** Begin **
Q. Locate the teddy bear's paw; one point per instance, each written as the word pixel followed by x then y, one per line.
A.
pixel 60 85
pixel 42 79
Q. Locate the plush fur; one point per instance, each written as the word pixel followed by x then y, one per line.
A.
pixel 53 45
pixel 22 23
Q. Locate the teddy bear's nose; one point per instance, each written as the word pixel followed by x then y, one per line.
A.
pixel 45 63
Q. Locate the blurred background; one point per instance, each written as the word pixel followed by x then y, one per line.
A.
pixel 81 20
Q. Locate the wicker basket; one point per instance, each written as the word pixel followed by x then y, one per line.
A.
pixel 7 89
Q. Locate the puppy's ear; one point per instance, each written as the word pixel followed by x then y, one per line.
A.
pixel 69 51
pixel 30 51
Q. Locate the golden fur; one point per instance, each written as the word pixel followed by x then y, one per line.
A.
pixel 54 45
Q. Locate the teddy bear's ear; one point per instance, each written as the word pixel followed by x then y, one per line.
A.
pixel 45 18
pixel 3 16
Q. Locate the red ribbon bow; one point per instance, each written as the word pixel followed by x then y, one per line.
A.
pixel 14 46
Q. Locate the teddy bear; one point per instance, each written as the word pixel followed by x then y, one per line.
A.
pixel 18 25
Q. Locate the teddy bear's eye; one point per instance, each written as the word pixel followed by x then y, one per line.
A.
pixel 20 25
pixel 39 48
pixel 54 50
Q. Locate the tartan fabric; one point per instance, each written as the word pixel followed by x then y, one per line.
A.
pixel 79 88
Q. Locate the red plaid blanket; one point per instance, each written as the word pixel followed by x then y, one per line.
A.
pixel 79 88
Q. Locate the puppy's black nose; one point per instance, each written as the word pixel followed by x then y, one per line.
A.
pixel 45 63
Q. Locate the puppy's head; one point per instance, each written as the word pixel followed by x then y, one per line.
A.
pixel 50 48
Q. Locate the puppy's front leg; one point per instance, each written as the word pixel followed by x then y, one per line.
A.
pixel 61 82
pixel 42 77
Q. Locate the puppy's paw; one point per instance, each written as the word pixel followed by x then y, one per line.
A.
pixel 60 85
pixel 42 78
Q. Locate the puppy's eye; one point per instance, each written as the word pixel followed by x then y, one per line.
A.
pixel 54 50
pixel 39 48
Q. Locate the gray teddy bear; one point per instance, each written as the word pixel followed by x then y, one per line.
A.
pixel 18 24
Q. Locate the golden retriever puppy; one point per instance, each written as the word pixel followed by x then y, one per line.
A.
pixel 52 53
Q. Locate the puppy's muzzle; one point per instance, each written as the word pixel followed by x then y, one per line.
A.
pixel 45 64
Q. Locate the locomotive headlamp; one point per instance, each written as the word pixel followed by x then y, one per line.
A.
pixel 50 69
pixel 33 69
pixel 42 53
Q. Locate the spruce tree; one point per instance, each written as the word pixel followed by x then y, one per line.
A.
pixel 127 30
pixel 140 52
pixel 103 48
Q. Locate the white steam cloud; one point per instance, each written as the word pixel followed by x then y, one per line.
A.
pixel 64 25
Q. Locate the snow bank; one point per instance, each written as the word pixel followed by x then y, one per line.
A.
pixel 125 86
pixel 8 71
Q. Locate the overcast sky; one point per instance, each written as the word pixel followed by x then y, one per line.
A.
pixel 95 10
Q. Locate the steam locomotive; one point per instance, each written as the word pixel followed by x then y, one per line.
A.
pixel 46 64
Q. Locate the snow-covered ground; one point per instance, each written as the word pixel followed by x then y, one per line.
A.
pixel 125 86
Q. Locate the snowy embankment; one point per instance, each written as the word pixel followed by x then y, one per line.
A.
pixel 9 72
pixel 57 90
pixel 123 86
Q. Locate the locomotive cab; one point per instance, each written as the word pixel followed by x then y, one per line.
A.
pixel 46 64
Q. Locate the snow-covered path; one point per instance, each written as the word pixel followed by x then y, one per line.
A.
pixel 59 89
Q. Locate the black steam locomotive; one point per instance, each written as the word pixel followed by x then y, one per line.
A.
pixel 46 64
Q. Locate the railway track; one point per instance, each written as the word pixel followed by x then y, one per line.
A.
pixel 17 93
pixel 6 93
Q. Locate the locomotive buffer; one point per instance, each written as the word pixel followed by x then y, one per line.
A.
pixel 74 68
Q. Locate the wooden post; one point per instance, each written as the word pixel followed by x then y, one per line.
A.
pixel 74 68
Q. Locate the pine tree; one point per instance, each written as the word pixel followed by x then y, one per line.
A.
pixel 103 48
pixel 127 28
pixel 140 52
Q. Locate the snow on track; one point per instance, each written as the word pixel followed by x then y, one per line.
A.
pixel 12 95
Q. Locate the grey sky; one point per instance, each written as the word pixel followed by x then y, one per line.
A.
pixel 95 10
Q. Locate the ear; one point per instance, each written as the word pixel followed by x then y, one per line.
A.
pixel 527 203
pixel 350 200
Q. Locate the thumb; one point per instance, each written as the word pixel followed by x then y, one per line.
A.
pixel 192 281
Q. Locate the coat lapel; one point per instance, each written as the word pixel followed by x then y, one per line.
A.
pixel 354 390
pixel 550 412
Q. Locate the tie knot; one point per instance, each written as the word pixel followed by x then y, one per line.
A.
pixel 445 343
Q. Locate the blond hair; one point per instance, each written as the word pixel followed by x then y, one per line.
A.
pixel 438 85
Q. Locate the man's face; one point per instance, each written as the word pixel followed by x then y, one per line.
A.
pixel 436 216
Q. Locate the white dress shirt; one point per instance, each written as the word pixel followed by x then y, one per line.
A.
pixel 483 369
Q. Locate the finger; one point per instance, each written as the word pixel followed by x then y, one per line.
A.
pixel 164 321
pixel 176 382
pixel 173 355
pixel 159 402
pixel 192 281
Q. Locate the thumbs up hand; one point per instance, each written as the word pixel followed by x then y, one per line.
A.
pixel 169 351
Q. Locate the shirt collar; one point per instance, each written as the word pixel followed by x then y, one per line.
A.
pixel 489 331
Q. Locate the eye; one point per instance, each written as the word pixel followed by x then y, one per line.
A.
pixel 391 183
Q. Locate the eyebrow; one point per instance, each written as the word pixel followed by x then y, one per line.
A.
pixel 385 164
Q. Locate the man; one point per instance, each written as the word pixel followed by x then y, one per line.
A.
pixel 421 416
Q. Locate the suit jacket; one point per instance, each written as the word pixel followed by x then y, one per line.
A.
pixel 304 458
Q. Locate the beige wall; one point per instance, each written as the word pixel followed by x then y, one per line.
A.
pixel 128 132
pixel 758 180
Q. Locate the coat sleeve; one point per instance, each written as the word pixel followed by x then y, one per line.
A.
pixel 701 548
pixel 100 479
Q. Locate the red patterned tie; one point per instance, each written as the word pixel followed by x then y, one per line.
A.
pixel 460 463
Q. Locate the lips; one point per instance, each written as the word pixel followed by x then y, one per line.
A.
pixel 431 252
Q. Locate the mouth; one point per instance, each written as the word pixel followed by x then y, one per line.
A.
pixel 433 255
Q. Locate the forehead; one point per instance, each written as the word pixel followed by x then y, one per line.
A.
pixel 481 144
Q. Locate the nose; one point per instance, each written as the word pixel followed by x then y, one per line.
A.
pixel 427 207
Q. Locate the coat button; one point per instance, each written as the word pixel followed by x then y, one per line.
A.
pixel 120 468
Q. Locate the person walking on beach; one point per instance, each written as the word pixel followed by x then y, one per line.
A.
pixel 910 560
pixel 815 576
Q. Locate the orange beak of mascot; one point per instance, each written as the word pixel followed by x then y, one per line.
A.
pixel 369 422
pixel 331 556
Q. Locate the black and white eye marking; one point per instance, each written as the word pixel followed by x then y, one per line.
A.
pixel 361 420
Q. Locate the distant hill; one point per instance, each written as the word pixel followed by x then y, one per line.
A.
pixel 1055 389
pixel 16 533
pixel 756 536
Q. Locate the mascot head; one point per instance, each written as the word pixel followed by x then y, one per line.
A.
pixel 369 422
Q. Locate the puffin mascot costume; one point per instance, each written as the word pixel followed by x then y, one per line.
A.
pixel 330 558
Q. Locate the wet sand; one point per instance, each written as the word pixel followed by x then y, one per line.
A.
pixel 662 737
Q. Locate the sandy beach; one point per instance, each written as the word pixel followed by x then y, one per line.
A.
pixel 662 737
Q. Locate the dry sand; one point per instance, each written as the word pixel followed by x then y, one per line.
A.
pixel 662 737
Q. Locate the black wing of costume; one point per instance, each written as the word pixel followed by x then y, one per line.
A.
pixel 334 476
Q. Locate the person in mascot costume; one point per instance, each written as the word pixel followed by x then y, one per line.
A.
** End **
Output as a numbered list the lines from the entries, starting with the line containing "Q. Locate the red ribbon" and going on through the line containing "pixel 18 25", leaving out any blank lines.

1. Q. Locate the red ribbon bow; one point per instance, each written as the word pixel followed by x then y, one per line.
2. A.
3. pixel 14 46
4. Q. Locate the teddy bear; one point per instance, each written as the word pixel followed by x then y, one per line.
5. A.
6. pixel 18 25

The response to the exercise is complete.